■ What is required ■
Return the listing that follows, word for word.

■ Material supplied ■
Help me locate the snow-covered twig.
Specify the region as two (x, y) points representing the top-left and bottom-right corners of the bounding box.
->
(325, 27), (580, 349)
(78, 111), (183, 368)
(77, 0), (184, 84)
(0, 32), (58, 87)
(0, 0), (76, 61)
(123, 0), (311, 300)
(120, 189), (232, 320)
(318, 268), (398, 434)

■ The completed task ■
Help me locate the snow-covered twig.
Specify the region as two (x, y) points representing the top-left and bottom-right corners of the bounding box.
->
(325, 27), (580, 349)
(78, 111), (183, 368)
(77, 0), (184, 84)
(0, 32), (58, 87)
(0, 0), (76, 61)
(123, 0), (311, 300)
(120, 189), (232, 320)
(318, 268), (398, 434)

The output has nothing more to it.